Parts of the exercise:
**1.** Set down, word for word, the part of the Robert Thompson biography that opens with the words containing "- Born: 24 May" and closes with "the town Newport.".
**2.** Using the biography of chef Robert Thompson, decide whether each statement agrees with it. Answer yes or no, and quote the deciding words from the biography.
(a) Thompson left the Hambrough in 2013.
(b) Thompson became head chef at Winteringham Fields at the age of 25.
(c) Thompson began his cooking career with an apprenticeship at The Falcon.
**3.** Write the next part of the biography of chef Robert Thompson, picking up after its final sentence.

- Born: 24 May 1981 (age 45) Bedfordshire
- Culinary career
- Cooking style: British cuisine
- Current restaurant(s) RT Cafe Grill, 17 St. Thomas Street, PO33 2DL Isle of Wight;
- Website: www.robertthompson.co.uk

= Robert Thompson (chef) =

British chef

Robert Thompson (born 24 May 1981) is a British chef. He was in 2007 the youngest British chef to be awarded a Michelin star in his own right. He achieved this at Winteringham Fields, Lincolnshire before again earning a star at The Hambrough restaurant in Ventnor, on the Isle of Wight. Thompson left the Hambrough in 2013 and in 2014 began working at the George Hotel in nearby Yarmouth. In 2015, Thompson opened his first solo concept restaurant called Thompson's on the Isle of Wight in the town Newport.

==Career==
Born in Bedfordshire England, Thompson was inspired to cook by brother Patrick and acquired a love of cooking at just 10 years old. After attending Thames Valley Community College, he started his cooking career with an apprenticeship at L'Ortolan in Reading then Sojourns at The Falcon and Chimney's Restaurant. He settled as a commis chef in 2001 at Winteringham Fields under Michelin chef Germain Schwabb winning the 2006 Acorn Award. Thompson was named head chef two years later at the age of 23 after Germain retired. Here, he was awarded his first Michelin star and listed as chef to watch for the future by journalist Jay Rayner.

Data lines:
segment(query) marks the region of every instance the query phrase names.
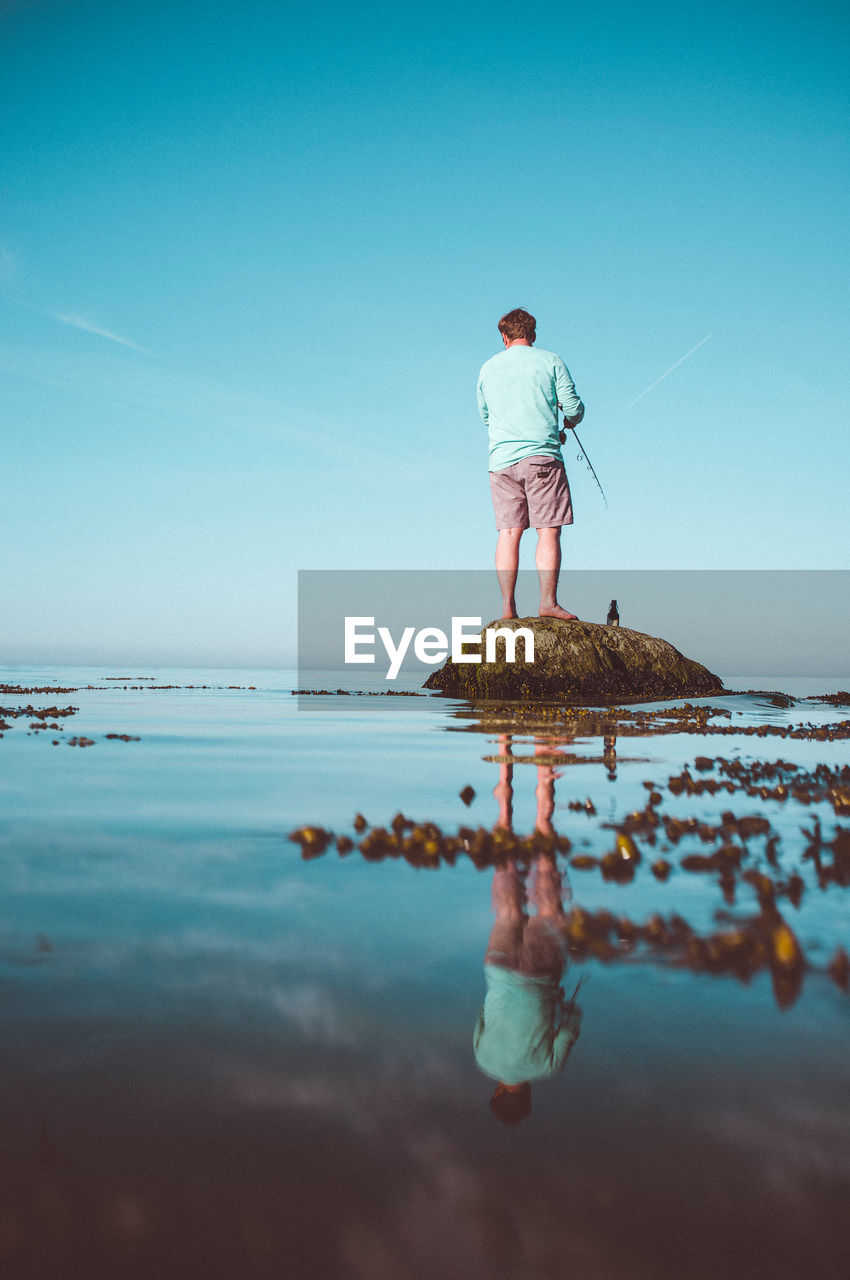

Task-by-task results:
**1.**
- Born: 24 May 1981 (age 45) Bedfordshire
- Culinary career
- Cooking style: British cuisine
- Current restaurant(s) RT Cafe Grill, 17 St. Thomas Street, PO33 2DL Isle of Wight;
- Website: www.robertthompson.co.uk

= Robert Thompson (chef) =

British chef

Robert Thompson (born 24 May 1981) is a British chef. He was in 2007 the youngest British chef to be awarded a Michelin star in his own right. He achieved this at Winteringham Fields, Lincolnshire before again earning a star at The Hambrough restaurant in Ventnor, on the Isle of Wight. Thompson left the Hambrough in 2013 and in 2014 began working at the George Hotel in nearby Yarmouth. In 2015, Thompson opened his first solo concept restaurant called Thompson's on the Isle of Wight in the town Newport.

**2.**
(a) Yes: "Thompson left the Hambrough in 2013"
(b) No: "Thompson was named head chef two years later at the age of 23"
(c) No: "he started his cooking career with an apprenticeship at L'Ortolan in Reading"

**3.**
After maintaining two Michelin stars and winning one of his own, Thompson departed for Waldo's at the Cliveden for one year, but was recruited to be the face of a hotel business on the Isle of Wight at The Hambrough in Ventnor. Four months after taking on head chef duties in 2008, Thompson won the Isle of Wight its only Michelin star and listed 20th best restaurant in the UK by the Good Food Guide as well as 18th in the Sunday Times Hardens Top 100.

In 2025, Thompson has opened his first solo restaurant in Newport, Isle of Wight named Thompson's Restaurant. Thompson's closed at the end of February 2024, and on 7 March 2024 Thompson opened RT Café Grill, an all-day restaurant at Royal Maritime House in Ryde. At the British Restaurant Awards it was named Best New Restaurant in the UK in 2024, and Thompson was named Best UK Chef in 2025.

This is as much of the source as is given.